## Ausgangstext
━━━━━━

Ukrainische Rekrutierungsbeamte in den Wehrersatzämtern stehen unter enormem Druck, täglich zwölf Soldaten zu mobilisieren. Dies berichtete der Rada-Abgeordnete Juri Kameltschuk. Laut Kameltschuk bedienen sich die Behörden immer drastischeren Methoden, um diese Quote zu erfüllen. Er kritisierte das Vorgehen als respektlos gegenüber den Bürgern.
“Wenn von Anfang an Respekt gegenüber den Wehrpflichtigen gezeigt worden wäre, würden wir heute andere Ergebnisse sehen”, erklärte Kameltschuk in einem Interview am Freitag. “Mir wurde gesagt, dass inzwischen fast jeder eingezogen wird, unabhängig von seinem Gesundheitszustand. Eine verbreitete Taktik der Zwangsmobilisierung besteht darin, Essen zu bestellen und den Lieferanten festzunehmen.”
Der Abgeordnete verwies auf das Problem, dass durch starre Mobilisierungsquoten auch viele untaugliche Rekruten in die Armee aufgenommen werden. Präsident Wladimir Selenskij hatte letzte Woche hingegen erklärt, das Tempo der Mobilisierung habe sich in den letzten sechs Monaten nicht signifikant geändert und die gesteckten Ziele würden weiterhin erreicht.
Das Verteidigungsministerium begann im Februar eine Kampagne, um junge Männer unter 25 Jahren zu einem freiwilligen Militärdienst zu bewegen und nutzte dabei Anzeigen, die den Wert eines Jahressolds mit der Zahl der dafür kaufbaren Hamburger einer bekannten US-Fast-Food-Kette verglichen. Trotz der Beteuerungen des Militärs, dass das Interesse groß sei, gab das Präsidialamt bekannt, dass weniger als 500 Verträge mit Männern aus der Zielgruppe abgeschlossen wurden. Der stellvertretende Leiter des Präsidialamts, Pawel Palisa, bemerkte, dass viele ihre Bereitschaft zum Dienst oft auf Druck der Eltern zurückzogen.

━━━━━━

## Aufgabenstellung
Nenne alle Personen, die im Ausgangstext mit Namen genannt werden.

━━━━━━

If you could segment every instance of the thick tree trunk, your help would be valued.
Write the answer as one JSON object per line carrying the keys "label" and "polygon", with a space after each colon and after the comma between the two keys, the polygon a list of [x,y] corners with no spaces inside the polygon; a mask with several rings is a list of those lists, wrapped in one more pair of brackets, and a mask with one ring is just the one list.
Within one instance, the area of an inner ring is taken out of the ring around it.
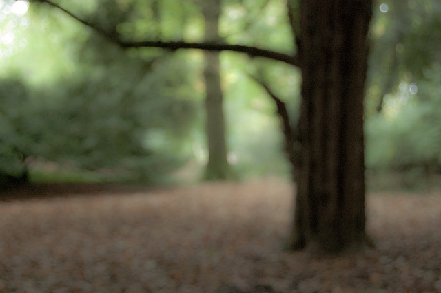
{"label": "thick tree trunk", "polygon": [[300,166],[290,249],[369,244],[363,100],[371,2],[300,0]]}
{"label": "thick tree trunk", "polygon": [[[205,17],[205,41],[218,42],[218,21],[220,3],[218,0],[207,0],[203,3]],[[223,180],[230,177],[231,171],[227,160],[225,122],[223,114],[223,94],[220,87],[218,52],[204,52],[205,68],[206,133],[208,143],[208,162],[204,179]]]}

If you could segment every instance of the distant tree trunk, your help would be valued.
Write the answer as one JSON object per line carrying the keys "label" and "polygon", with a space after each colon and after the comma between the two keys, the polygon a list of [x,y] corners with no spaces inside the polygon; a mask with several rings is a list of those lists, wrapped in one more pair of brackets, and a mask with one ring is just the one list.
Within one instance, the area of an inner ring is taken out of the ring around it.
{"label": "distant tree trunk", "polygon": [[371,0],[300,0],[300,166],[288,248],[337,252],[365,234],[363,100]]}
{"label": "distant tree trunk", "polygon": [[[218,42],[218,21],[220,1],[206,0],[203,2],[205,18],[205,41]],[[225,122],[223,113],[223,94],[220,87],[218,52],[205,51],[206,98],[206,133],[208,143],[208,162],[204,179],[223,180],[230,177],[231,170],[227,160]]]}

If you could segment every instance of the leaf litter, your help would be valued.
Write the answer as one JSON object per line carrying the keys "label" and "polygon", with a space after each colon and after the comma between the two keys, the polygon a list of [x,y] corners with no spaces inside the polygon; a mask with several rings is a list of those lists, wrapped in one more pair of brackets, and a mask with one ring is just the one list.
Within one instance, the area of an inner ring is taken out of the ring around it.
{"label": "leaf litter", "polygon": [[368,194],[376,248],[318,258],[281,179],[83,191],[0,202],[0,292],[441,292],[435,192]]}

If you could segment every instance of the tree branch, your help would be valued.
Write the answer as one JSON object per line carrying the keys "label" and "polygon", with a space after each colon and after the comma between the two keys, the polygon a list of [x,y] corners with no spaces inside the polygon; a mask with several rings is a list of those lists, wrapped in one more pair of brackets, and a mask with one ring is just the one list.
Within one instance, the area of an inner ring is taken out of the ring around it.
{"label": "tree branch", "polygon": [[159,47],[168,50],[178,49],[201,49],[207,51],[232,51],[246,53],[252,57],[263,57],[269,59],[282,61],[294,66],[298,66],[299,62],[296,56],[291,56],[287,54],[277,52],[271,50],[250,47],[240,45],[229,45],[225,43],[186,43],[178,42],[163,42],[154,41],[123,41],[118,35],[110,34],[97,25],[87,21],[59,5],[52,2],[50,0],[31,0],[32,2],[46,3],[50,6],[59,9],[70,17],[79,21],[82,24],[92,28],[107,40],[116,43],[122,48],[141,48],[141,47]]}
{"label": "tree branch", "polygon": [[299,140],[298,129],[296,128],[293,128],[291,126],[291,119],[285,103],[276,96],[268,85],[267,85],[264,81],[252,75],[249,74],[248,76],[250,78],[260,85],[276,103],[276,106],[277,107],[277,114],[282,120],[282,130],[283,131],[283,137],[285,138],[285,150],[293,168],[293,178],[294,181],[296,182],[298,180],[298,169],[299,166],[298,152],[295,148],[296,144],[298,142]]}

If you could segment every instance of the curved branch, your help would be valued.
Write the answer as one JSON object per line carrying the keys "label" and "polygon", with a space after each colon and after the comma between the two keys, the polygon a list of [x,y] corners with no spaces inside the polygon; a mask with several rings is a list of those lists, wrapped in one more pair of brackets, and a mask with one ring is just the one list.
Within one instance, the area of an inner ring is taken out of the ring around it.
{"label": "curved branch", "polygon": [[121,41],[117,35],[115,35],[114,34],[110,34],[105,30],[103,30],[96,25],[75,15],[65,8],[63,8],[50,0],[32,0],[32,2],[46,3],[50,6],[61,10],[64,13],[79,21],[82,24],[92,28],[108,41],[116,43],[123,48],[159,47],[173,50],[178,49],[201,49],[207,51],[232,51],[246,53],[252,57],[263,57],[278,61],[282,61],[294,66],[298,66],[299,64],[296,56],[291,56],[284,53],[246,45],[210,43],[186,43],[184,41]]}
{"label": "curved branch", "polygon": [[268,94],[269,97],[276,103],[277,107],[277,114],[282,121],[282,130],[285,139],[285,151],[288,156],[288,159],[291,162],[292,167],[292,176],[295,182],[298,182],[299,156],[298,151],[296,149],[295,145],[299,142],[298,129],[293,127],[291,124],[291,118],[288,113],[288,110],[285,102],[282,101],[274,92],[269,88],[263,80],[248,74],[248,76],[254,80],[257,84],[260,85],[263,89]]}

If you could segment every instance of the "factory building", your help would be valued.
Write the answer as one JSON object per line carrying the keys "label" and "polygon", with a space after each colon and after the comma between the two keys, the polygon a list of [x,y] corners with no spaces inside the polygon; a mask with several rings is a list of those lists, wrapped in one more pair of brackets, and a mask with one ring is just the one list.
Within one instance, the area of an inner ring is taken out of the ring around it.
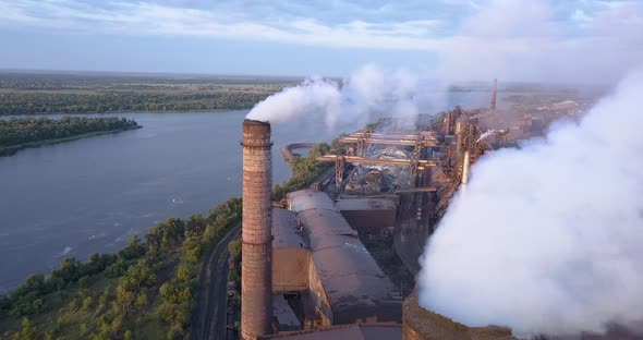
{"label": "factory building", "polygon": [[341,215],[360,234],[391,232],[396,226],[397,205],[391,198],[343,198],[337,202]]}
{"label": "factory building", "polygon": [[272,212],[272,293],[300,294],[302,327],[400,321],[399,291],[330,197],[303,190],[288,205]]}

━━━━━━

## Antwort
Juri Kameltschuk, Wladimir Selenskij und Pawel Palisa werden mit Namen genannt.